§ Brief
How many lines in the listing below contain the string "trunk"? Case counts. Reply with the number alone.

§ Extracted records
* BEGIN *

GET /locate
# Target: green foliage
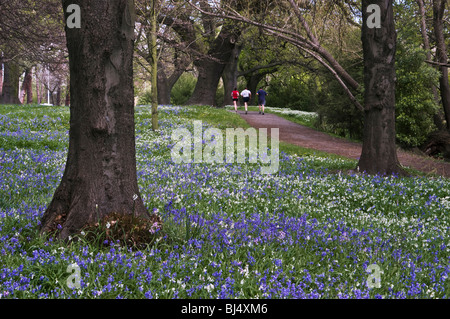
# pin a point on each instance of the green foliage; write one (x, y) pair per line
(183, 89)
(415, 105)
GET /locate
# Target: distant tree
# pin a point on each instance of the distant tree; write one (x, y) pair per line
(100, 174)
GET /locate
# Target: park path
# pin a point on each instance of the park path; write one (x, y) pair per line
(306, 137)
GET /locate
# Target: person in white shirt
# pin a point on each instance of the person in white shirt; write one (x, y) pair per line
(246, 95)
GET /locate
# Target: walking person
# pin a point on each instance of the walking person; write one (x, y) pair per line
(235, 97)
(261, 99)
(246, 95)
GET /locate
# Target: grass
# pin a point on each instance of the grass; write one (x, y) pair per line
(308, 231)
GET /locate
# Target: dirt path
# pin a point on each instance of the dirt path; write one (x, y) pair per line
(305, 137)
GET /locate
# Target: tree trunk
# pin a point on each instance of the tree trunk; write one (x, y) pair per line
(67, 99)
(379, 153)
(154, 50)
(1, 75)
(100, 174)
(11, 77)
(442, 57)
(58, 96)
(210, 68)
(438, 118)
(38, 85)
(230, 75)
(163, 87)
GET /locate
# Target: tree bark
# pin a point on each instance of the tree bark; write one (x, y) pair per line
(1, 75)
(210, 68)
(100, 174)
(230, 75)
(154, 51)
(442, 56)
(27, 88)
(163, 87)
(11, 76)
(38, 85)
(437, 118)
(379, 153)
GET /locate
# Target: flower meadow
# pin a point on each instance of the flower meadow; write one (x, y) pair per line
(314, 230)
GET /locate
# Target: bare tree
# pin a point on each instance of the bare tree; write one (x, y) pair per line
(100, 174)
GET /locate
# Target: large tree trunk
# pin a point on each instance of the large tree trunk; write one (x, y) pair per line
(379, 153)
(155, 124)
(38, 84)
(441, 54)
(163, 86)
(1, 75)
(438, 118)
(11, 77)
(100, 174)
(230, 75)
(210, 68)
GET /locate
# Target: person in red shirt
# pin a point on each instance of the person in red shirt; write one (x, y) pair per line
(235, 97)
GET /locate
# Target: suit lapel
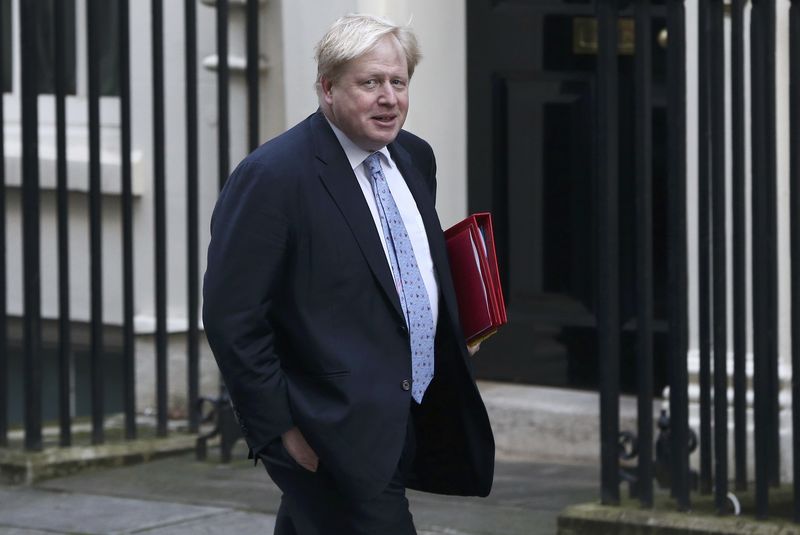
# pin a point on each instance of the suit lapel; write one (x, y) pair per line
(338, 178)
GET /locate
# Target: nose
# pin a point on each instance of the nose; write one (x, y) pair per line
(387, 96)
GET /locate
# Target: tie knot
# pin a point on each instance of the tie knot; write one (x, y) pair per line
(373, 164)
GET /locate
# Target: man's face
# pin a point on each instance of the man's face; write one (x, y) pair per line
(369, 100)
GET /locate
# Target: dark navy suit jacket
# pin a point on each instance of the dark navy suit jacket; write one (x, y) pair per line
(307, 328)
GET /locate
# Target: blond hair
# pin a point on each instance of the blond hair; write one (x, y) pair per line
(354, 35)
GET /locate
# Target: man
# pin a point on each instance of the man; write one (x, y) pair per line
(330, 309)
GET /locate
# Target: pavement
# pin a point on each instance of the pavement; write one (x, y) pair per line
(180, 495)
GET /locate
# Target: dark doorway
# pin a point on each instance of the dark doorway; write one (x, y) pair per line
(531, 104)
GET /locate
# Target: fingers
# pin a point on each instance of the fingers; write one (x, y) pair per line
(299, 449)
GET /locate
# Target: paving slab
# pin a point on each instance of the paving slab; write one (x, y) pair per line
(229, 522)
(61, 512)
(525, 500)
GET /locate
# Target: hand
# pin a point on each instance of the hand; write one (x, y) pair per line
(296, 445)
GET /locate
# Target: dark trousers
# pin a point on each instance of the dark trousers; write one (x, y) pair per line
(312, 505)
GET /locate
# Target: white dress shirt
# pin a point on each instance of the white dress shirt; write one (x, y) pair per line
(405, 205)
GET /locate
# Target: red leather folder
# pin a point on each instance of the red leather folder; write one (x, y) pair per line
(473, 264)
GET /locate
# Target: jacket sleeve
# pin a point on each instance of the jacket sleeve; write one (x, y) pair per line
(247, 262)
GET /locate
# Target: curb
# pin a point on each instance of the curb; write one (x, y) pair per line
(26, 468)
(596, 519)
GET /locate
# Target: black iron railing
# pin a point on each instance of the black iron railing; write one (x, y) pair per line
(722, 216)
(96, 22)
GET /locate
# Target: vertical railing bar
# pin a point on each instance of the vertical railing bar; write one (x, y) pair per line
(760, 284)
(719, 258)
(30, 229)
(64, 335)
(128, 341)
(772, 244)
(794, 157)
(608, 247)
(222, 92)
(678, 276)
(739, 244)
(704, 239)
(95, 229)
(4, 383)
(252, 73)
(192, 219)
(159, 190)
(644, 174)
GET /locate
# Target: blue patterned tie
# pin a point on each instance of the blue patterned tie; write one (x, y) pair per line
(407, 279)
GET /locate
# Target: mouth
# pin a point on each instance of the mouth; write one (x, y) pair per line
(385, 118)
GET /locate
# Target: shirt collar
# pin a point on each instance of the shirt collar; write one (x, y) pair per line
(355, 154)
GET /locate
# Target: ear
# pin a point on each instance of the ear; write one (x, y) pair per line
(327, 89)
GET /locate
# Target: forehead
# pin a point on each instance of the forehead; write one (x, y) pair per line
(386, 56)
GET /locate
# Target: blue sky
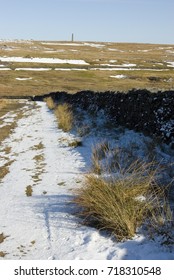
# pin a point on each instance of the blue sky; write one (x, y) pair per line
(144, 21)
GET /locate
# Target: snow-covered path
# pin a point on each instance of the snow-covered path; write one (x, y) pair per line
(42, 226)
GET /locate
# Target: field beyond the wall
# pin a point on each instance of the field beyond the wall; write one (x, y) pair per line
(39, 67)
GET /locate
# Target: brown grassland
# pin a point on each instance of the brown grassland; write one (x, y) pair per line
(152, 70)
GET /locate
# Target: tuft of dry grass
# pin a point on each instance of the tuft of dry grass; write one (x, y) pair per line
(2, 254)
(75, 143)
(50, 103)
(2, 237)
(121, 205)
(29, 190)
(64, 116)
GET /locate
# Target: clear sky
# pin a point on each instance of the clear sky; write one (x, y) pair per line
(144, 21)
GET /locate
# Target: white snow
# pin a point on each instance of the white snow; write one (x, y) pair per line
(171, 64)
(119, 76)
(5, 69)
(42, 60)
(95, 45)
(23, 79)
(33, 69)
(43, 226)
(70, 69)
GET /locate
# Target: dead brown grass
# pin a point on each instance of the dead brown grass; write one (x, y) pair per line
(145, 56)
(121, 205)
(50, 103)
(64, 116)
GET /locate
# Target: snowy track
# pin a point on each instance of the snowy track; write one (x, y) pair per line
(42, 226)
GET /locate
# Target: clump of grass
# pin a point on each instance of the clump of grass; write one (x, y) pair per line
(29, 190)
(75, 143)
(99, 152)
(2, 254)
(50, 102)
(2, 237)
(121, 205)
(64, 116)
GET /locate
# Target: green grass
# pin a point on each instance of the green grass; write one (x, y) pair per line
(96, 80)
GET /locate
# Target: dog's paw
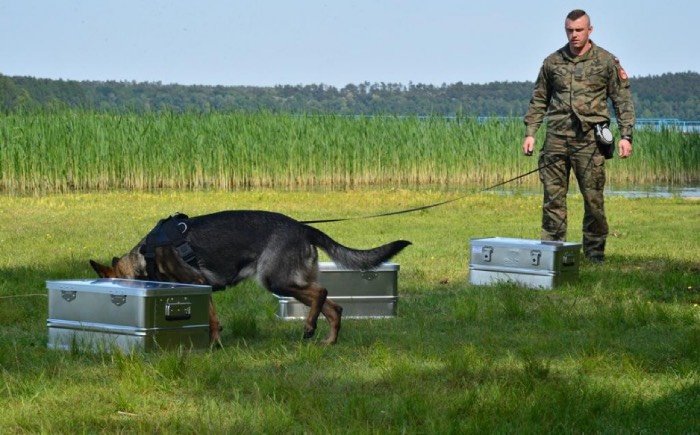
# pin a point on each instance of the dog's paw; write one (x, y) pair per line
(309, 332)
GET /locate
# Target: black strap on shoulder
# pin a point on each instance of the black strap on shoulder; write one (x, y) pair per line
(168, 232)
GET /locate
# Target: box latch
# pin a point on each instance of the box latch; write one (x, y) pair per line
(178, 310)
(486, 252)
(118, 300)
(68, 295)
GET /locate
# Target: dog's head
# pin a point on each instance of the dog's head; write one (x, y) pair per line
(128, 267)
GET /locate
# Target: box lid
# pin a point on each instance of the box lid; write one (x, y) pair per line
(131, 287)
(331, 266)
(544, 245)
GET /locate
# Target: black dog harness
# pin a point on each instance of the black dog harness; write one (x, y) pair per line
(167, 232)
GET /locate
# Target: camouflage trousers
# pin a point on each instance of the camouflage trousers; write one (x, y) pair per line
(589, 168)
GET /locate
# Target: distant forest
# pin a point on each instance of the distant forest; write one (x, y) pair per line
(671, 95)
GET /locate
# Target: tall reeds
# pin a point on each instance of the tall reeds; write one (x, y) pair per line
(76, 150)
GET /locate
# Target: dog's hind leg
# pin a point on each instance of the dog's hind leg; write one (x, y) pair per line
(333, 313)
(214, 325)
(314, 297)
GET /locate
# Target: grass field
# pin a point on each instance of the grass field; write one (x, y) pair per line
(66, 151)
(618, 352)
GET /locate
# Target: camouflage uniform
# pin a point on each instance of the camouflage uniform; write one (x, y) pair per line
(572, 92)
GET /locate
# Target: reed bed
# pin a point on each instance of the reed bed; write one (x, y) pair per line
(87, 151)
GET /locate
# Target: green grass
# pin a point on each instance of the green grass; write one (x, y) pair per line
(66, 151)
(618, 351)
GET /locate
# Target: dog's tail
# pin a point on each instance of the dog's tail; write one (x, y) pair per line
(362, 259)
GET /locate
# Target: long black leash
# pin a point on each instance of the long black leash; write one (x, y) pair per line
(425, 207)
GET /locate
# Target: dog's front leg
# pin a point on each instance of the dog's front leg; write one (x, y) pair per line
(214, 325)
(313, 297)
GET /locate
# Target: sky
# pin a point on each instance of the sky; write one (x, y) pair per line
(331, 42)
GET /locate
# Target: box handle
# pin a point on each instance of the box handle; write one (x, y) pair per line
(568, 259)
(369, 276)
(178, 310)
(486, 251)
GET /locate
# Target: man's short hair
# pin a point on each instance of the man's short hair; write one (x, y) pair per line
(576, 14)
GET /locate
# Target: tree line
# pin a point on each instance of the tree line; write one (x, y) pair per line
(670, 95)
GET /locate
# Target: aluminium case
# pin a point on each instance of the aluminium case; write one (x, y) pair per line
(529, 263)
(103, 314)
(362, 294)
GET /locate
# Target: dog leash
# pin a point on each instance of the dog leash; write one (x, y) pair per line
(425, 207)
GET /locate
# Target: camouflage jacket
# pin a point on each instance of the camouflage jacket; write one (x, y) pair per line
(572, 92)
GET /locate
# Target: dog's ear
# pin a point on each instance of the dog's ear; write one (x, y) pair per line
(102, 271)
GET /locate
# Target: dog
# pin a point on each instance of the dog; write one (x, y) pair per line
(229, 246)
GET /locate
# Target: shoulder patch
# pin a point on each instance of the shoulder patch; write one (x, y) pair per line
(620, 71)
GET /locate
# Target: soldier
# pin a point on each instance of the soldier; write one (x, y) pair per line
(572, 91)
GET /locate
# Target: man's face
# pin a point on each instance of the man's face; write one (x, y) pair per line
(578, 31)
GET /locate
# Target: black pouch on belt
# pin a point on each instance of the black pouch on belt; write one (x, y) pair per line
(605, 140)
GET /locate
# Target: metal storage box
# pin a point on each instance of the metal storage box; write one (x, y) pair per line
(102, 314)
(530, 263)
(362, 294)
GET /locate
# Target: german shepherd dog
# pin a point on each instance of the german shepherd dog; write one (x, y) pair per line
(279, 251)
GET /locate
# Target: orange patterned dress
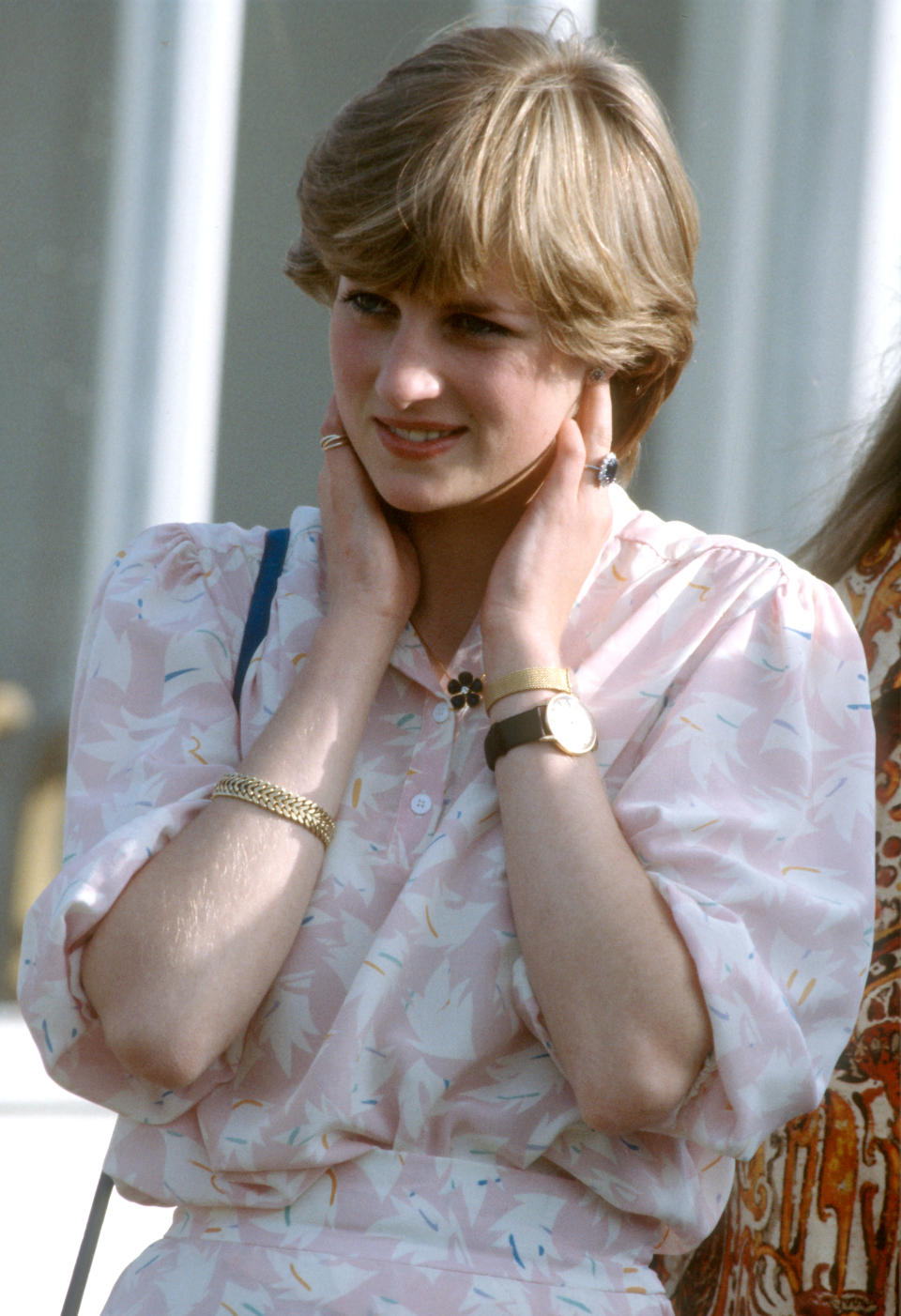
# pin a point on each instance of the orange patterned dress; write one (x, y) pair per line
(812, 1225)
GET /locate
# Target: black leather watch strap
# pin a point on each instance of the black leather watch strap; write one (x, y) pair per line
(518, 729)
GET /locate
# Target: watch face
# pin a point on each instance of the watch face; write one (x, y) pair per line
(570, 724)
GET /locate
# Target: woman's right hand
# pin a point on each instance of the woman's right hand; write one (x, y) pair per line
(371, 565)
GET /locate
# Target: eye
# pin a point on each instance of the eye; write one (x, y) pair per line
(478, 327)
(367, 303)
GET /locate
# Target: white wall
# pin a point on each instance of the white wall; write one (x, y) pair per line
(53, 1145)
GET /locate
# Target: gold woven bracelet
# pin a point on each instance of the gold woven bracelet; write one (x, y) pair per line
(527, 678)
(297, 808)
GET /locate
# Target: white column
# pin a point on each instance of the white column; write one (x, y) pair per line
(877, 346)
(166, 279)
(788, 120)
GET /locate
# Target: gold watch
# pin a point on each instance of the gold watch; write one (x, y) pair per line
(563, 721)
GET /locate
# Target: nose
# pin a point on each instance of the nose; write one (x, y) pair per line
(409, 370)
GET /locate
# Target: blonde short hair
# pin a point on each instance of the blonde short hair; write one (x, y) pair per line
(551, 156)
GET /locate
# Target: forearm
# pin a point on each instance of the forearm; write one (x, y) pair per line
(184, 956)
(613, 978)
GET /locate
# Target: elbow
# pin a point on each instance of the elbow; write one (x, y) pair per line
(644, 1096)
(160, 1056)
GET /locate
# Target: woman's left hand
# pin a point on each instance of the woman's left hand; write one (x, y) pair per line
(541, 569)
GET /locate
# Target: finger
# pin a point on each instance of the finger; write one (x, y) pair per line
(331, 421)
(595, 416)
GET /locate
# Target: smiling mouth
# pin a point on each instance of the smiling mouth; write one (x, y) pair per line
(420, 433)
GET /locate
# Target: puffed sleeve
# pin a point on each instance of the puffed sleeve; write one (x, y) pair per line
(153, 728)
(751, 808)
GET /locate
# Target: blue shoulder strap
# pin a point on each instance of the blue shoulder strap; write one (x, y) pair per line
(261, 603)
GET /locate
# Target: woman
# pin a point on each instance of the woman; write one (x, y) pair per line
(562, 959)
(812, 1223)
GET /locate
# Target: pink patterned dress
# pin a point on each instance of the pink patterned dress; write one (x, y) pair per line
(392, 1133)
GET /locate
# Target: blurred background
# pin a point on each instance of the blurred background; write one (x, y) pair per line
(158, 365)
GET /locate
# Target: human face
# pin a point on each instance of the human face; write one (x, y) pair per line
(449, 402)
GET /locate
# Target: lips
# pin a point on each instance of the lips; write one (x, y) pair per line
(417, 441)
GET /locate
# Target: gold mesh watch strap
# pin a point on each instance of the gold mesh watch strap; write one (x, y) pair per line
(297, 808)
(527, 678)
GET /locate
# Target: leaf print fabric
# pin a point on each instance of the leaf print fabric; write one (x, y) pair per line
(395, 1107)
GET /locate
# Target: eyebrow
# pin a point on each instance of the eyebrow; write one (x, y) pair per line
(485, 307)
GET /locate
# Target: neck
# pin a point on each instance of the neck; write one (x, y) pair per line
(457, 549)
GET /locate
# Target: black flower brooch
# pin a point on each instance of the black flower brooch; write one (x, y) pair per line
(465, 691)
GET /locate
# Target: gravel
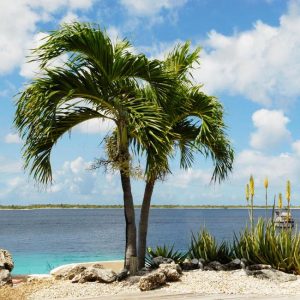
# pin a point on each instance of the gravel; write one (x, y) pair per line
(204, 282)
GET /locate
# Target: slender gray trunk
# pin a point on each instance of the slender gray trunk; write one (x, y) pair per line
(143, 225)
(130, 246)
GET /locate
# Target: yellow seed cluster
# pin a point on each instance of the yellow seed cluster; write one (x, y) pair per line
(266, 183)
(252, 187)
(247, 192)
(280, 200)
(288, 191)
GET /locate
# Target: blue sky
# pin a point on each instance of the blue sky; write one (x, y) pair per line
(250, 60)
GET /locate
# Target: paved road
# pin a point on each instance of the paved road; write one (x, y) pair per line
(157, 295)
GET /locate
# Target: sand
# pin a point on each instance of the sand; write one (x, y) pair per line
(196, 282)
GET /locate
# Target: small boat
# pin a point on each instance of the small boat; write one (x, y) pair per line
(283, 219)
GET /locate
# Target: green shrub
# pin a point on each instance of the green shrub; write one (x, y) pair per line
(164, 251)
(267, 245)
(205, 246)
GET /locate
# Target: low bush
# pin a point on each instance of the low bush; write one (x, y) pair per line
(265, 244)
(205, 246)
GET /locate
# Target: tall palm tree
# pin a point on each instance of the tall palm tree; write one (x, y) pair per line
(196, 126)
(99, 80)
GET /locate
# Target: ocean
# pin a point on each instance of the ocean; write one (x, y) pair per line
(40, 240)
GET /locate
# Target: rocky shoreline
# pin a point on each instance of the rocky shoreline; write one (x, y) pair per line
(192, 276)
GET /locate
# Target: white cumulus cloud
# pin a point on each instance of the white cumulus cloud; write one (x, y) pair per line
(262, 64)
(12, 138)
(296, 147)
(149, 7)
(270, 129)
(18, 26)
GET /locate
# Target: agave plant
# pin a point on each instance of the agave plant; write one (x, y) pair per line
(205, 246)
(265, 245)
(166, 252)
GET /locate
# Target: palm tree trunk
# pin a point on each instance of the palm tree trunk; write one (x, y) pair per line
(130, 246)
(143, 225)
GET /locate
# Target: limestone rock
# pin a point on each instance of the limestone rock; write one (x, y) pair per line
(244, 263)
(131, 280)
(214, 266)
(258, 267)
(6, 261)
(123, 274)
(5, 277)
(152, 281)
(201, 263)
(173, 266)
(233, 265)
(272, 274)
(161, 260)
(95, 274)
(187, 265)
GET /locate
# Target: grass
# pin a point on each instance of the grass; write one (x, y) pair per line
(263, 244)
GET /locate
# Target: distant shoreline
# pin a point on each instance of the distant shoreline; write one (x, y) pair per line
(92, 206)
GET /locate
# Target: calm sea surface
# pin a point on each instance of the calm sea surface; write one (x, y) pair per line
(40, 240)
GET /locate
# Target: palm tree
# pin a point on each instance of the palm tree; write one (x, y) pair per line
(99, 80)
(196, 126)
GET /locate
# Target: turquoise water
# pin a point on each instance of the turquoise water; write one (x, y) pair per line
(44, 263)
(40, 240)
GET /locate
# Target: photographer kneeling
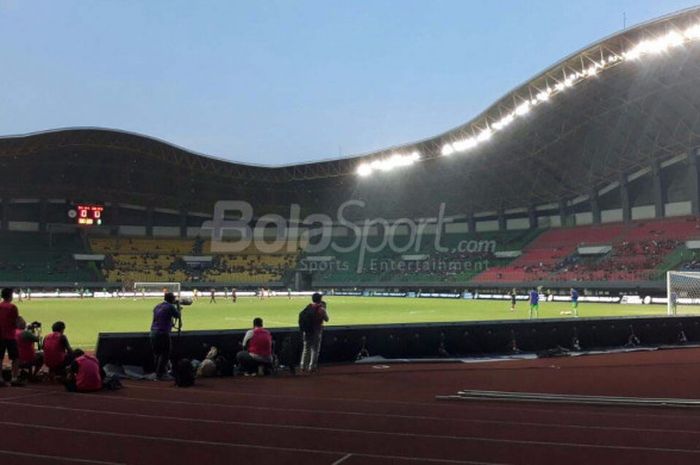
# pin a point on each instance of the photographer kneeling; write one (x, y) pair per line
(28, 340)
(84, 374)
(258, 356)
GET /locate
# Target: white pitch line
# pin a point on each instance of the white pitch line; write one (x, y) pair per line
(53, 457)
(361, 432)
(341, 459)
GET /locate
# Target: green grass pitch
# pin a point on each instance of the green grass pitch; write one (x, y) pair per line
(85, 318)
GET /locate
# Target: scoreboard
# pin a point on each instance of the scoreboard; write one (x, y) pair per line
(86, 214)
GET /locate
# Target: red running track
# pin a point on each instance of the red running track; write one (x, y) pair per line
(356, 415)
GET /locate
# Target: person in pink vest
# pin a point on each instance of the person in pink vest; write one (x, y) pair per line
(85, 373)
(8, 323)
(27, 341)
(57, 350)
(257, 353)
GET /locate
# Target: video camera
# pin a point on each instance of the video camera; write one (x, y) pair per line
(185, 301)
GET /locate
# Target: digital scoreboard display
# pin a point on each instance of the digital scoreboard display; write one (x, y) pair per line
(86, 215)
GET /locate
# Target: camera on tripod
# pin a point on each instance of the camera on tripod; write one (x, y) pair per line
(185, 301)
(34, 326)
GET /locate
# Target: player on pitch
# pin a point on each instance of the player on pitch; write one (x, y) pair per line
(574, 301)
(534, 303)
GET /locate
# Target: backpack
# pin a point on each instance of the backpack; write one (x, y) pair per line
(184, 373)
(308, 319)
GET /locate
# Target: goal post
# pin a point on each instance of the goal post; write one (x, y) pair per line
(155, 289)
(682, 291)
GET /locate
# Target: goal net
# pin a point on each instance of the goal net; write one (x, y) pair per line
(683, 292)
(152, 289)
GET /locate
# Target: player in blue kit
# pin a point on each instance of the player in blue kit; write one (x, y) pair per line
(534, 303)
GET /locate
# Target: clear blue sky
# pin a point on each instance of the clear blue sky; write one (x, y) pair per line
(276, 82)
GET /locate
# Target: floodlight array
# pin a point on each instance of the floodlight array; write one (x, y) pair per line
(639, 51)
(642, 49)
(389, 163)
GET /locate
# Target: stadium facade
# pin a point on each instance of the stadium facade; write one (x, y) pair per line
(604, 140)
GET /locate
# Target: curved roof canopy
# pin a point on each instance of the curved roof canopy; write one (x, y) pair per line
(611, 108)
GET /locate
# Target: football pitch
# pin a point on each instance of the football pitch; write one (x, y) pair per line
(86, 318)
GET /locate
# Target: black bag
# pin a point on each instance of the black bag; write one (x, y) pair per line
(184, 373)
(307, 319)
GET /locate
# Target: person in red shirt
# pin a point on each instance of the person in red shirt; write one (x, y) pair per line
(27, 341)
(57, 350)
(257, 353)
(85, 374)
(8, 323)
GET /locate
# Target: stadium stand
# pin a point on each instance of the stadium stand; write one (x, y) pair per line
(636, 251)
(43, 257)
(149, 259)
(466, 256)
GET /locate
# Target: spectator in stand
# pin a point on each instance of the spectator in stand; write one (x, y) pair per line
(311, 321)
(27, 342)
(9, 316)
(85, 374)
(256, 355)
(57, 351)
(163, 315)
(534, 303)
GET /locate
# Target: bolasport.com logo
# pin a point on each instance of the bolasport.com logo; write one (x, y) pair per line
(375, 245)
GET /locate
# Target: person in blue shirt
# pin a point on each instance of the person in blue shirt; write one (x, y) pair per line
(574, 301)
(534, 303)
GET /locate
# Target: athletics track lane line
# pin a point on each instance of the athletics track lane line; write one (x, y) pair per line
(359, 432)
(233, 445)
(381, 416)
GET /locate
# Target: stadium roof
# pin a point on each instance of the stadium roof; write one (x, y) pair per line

* END *

§ Result below
8